### Task statement
Render every line of the rows below as a Markdown table with two columns, Number and Text, skipping blank lines and leaving the pictures out.

### Exercise inputs
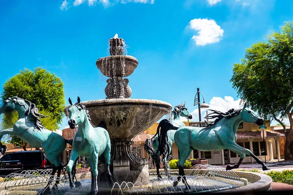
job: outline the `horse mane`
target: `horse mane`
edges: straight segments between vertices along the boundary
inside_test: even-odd
[[[91,118],[90,118],[90,116],[89,115],[89,112],[86,109],[86,107],[85,107],[85,106],[81,104],[80,103],[76,103],[74,105],[77,107],[79,107],[82,109],[84,110],[85,111],[85,113],[86,113],[86,116],[88,118],[88,120],[89,120],[90,123],[92,125],[93,127],[94,127],[94,125],[93,125],[91,123]]]
[[[37,108],[36,104],[31,102],[28,100],[27,100],[26,99],[18,98],[17,97],[9,98],[8,100],[12,101],[21,106],[24,106],[24,104],[22,104],[18,101],[19,100],[23,100],[24,102],[25,102],[25,103],[28,106],[28,108],[26,111],[25,111],[25,113],[24,113],[24,115],[27,116],[30,113],[34,117],[34,121],[35,122],[35,124],[36,125],[36,127],[35,127],[34,129],[37,129],[39,131],[41,131],[42,129],[45,128],[42,124],[42,122],[41,121],[40,118],[45,118],[49,117],[39,113],[39,110],[38,109],[38,108]]]
[[[179,114],[185,107],[185,102],[182,103],[177,106],[174,107],[174,110],[172,111],[172,113],[174,113],[174,119],[179,116]]]
[[[215,110],[208,110],[212,111],[211,113],[207,115],[205,118],[204,125],[206,127],[209,127],[214,125],[218,122],[220,120],[223,118],[230,118],[233,117],[238,116],[240,113],[240,111],[242,109],[235,110],[233,108],[230,109],[226,113],[222,113],[220,111],[217,111]],[[209,122],[208,119],[216,118],[212,122]]]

### Result for this exercise
| Number | Text |
|---|---|
| 1 | job: outline the `horse mane` |
| 2 | target: `horse mane` |
| 3 | edges: straight segments between vertices along the boundary |
| 4 | inside_test: even-odd |
| 5 | [[[91,118],[90,118],[90,116],[89,115],[89,112],[86,109],[86,107],[85,107],[85,106],[81,104],[80,103],[76,103],[74,105],[77,107],[79,107],[82,109],[84,110],[85,111],[85,113],[86,113],[86,116],[88,118],[88,120],[89,120],[90,123],[92,125],[93,127],[94,127],[94,125],[93,125],[91,123]]] |
| 6 | [[[37,108],[36,104],[31,102],[28,100],[27,100],[26,99],[18,98],[17,97],[9,98],[8,100],[12,101],[21,106],[24,106],[24,104],[22,104],[18,101],[19,100],[23,100],[24,102],[25,102],[25,103],[28,106],[28,108],[26,111],[25,111],[25,113],[24,113],[24,115],[27,116],[30,113],[34,117],[34,121],[35,122],[35,124],[36,125],[36,127],[35,127],[34,129],[37,129],[39,131],[41,131],[42,129],[45,128],[42,124],[42,122],[41,121],[40,118],[45,118],[49,117],[39,113],[39,110],[38,109],[38,108]]] |
| 7 | [[[179,114],[185,107],[185,102],[182,103],[177,106],[174,107],[174,110],[172,111],[172,113],[174,113],[174,119],[179,116]]] |
| 8 | [[[215,110],[208,110],[212,111],[211,113],[207,115],[205,118],[204,125],[206,127],[209,127],[214,125],[218,122],[220,120],[223,118],[230,118],[233,117],[238,116],[240,113],[240,111],[242,109],[235,110],[233,108],[230,109],[226,113],[222,113],[220,111],[217,111]],[[209,122],[208,119],[216,118],[212,122]]] |